* Belge alıntısı:
★ ★ ★ ★

• türkçe adı "amcam" olan film.

    yanlış oldu özür dilerim. türkçe'ye dandik çevirisi "amcam" olan film.

    büyük ihtimalle herhangi bir sözlüğü açıp hmm bakalım mon ne demekmiş dediler. hmm evet "benim" demekmiş. (bunu çeviren mon/ma farkını da bilmiyordur aidiyette). evet bunu yazalım. bakalım şimdi oncle ne demekmiş, hmmm "amca" demekmiş. evet bunu da yazalım. ne oldu benim amcam. hatta "benim" kelimesine de gerek yok salla gitsin. yaz kızım, filmin adı "amcam"

    şimdi bakıyorum ben en basitinden çocukluğumuz kabusu larousse'a, şöyle diyor.

    oncle. frère du père ou de la mère

    yani, babanın ya da annenin erkek kardeşi.

    ingilizce'sine de doğrudan uncle demiş.

    ama tabi kim çevirdiyse artık annenin erkek kardeşi olan dayı kelimesini hiiiiiiç umursamamış.

    ama gel gör ki film dayı hakkında.
    ama filmin adı "amcam"

    bir kul da çıkıp yahu bu çeviri hatası düzeltelim şunu dememiş, o gün bugündür bu adla film festivallerinde yayınlanıyor bu.

★ ★ ★ ★

(Bir veri kümesinde listelenen kayıtlar)
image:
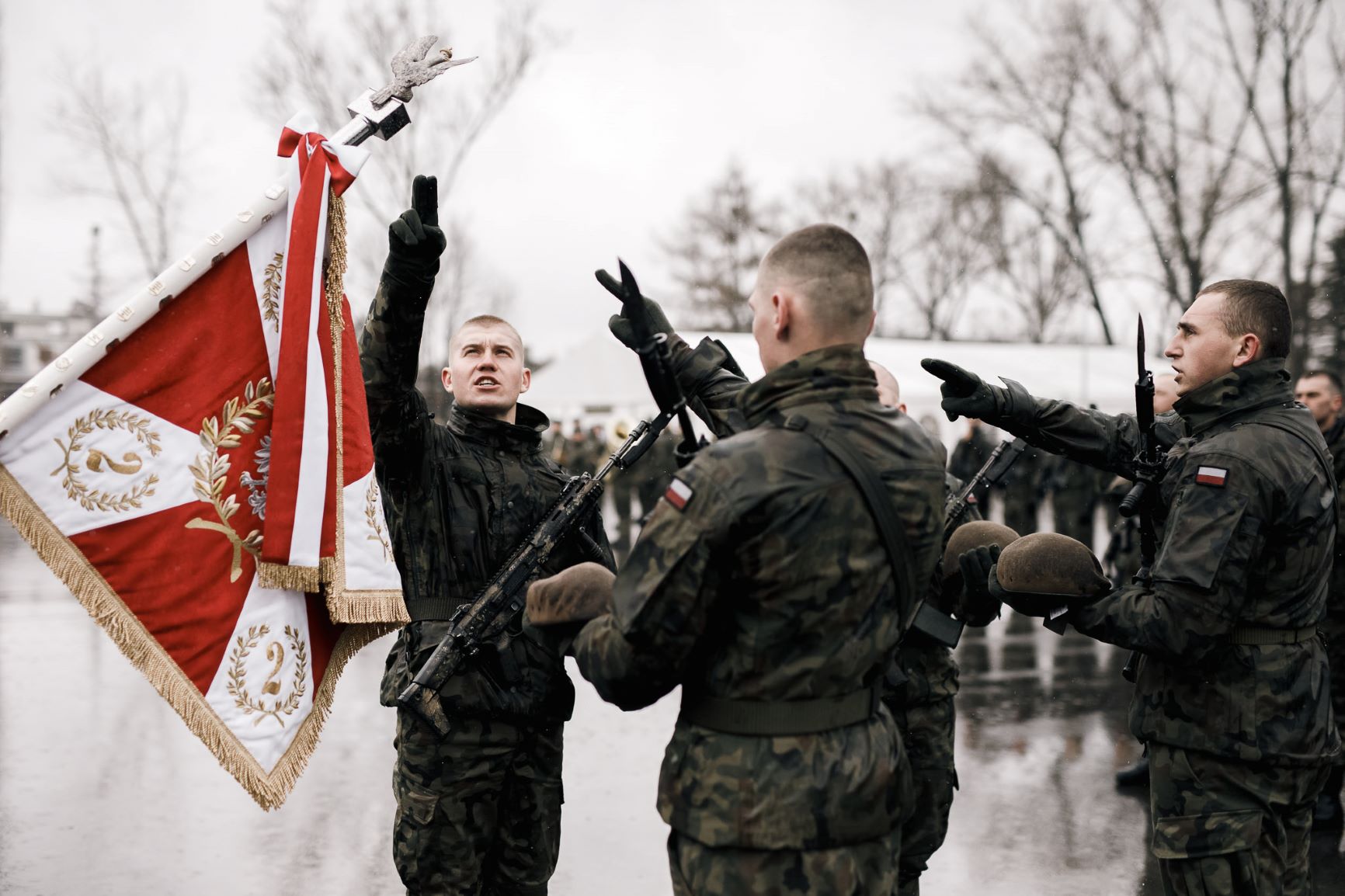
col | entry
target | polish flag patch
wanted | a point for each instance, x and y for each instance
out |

★ ★ ★ ★

* Yazılı alıştırma:
"Amcam" diye çevrilen film adını eleştiren yazıyı kaldığı yerden devam ettir. Bu kayıtlara ihtiyaç yoktur.

* Alıştırma yanıtı:
    ben böyle işe afdghafdhafj

    der susarım.
  • mon oncle, tati’nin 1958’de çektiği modern zamanlar eleştirisi olarak karşımıza çıkan bir film. pek çok açıdan incelenebilecek olan bu filmi modern zamanların en önemli biçimsel özelliklerinden biri olan ‘gösterişsizlik’ açısından ele alalım.

    tarihin ve sürecinde yaşayan insanların zamanla gelişen alışkanlıkları ve bu alışkanlıklar doğrultusu biçimlenen ve belki de zaman zaman biçimlendiren mimarlık ürünleri, modern zamanlar öncesinde çokça süs ve çeşitli bezemelerle yapılmıştır. gösterişin ve ilginin nispeten daha popüler olduğu eski zamanlarda bu etki çoklukla rönesans ve reform dönemlerinde doruk yapmıştır ve günümüze en yakın art nouveau ile can bulmuştur. zamanla insanların nüfusu ve ihtiyaçlar nitelikten niceliğe doğru kaymış ve bu süs terkedilmiş, ancak travması devam etmiştir.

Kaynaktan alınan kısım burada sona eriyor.